Report every line of the records below that contains the word "hand".

===== Given records =====

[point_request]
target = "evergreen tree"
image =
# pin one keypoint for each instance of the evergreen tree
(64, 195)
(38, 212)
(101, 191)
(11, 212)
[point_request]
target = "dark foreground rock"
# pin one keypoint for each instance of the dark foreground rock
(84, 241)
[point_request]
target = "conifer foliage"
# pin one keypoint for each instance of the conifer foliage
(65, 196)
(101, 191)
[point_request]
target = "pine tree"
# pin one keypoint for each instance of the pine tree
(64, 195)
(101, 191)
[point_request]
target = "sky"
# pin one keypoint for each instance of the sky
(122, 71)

=====
===== Given records =====

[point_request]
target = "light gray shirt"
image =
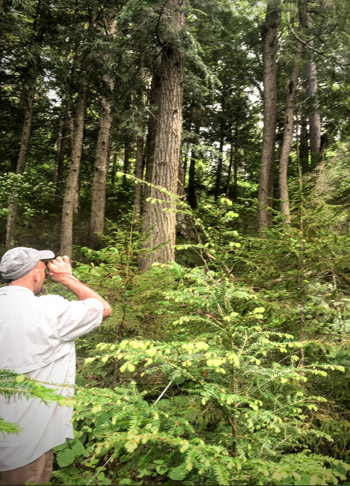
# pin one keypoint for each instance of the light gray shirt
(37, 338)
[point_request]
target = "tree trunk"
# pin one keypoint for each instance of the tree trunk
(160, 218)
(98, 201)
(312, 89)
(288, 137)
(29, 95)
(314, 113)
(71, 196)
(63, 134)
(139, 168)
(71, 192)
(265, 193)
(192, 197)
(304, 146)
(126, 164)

=====
===== Given records =====

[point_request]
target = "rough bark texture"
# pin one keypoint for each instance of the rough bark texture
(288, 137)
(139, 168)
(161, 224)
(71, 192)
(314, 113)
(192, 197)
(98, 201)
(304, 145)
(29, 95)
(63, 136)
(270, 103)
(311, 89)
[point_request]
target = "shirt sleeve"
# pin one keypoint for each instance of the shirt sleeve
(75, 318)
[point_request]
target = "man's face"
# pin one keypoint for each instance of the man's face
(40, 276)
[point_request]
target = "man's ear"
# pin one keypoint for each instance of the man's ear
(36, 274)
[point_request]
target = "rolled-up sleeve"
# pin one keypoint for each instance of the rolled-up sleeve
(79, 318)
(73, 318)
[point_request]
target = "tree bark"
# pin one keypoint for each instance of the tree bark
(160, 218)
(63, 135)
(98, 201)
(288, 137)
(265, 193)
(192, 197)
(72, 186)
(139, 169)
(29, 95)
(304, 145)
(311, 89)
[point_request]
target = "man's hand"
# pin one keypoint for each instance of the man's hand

=====

- _Final answer_:
target = "man's hand"
# pin one keypoint for each instance of the man's hand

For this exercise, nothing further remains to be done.